## Activity
Report all lines of the records that contain "white".
Top of Source data
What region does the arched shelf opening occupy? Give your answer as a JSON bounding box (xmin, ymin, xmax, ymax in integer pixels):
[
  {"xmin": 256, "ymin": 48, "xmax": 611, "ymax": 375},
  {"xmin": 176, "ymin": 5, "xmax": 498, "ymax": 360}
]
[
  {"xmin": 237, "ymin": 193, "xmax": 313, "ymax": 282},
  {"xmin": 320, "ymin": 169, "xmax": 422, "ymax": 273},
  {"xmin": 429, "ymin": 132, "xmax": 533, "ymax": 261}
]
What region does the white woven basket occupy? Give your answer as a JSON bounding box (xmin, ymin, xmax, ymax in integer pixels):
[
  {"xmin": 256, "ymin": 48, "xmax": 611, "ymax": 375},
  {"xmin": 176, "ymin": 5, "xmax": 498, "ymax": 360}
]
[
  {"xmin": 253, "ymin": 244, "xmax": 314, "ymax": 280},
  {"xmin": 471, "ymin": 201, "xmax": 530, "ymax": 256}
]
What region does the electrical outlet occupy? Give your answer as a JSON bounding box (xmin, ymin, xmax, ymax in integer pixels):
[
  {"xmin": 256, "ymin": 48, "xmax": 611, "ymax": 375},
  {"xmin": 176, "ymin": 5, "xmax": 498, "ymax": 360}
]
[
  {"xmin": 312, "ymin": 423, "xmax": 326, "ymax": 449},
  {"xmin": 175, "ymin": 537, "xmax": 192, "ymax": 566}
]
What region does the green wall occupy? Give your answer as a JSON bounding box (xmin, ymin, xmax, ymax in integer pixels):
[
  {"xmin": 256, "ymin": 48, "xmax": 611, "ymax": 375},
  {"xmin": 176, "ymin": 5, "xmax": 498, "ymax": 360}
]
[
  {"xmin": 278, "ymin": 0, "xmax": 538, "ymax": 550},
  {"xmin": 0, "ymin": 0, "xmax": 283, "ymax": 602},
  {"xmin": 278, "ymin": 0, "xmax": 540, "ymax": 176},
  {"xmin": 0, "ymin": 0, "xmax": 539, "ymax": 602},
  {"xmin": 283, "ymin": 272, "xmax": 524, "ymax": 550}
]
Bottom of Source data
Top of Source data
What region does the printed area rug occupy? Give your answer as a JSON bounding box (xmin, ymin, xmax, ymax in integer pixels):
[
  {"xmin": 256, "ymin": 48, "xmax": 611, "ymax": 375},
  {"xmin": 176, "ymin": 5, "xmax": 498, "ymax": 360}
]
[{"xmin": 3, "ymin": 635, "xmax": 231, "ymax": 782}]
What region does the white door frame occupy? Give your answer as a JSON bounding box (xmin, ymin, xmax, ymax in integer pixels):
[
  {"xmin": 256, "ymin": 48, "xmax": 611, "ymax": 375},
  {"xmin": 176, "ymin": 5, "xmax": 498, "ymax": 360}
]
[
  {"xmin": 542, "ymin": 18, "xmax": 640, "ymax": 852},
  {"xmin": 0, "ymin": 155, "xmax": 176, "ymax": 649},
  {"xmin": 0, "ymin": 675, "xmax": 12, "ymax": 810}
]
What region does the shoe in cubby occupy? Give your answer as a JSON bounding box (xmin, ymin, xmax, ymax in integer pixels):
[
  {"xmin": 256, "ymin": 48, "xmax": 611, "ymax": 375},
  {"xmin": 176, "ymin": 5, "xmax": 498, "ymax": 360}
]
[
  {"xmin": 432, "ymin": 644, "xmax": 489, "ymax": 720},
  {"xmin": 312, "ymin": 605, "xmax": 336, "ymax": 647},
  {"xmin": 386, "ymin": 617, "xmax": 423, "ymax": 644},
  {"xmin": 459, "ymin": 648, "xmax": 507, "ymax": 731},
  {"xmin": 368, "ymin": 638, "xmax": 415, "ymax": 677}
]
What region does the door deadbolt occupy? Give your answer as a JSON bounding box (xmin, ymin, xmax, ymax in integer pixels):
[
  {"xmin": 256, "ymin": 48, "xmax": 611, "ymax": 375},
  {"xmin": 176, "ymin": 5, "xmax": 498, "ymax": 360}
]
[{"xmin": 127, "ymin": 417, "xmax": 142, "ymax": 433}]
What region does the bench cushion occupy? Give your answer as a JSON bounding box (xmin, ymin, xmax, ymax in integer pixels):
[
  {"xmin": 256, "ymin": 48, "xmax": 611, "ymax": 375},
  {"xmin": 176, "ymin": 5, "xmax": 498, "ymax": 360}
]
Bottom of Source data
## Expected answer
What region does the white woven basket occupy? Give your answer as a JSON bounding box (xmin, ymin, xmax, ymax in integer pixels):
What region does the white door frame occupy? Give your answer as a JSON bounding box (xmin, ymin, xmax, ymax in integer pixels):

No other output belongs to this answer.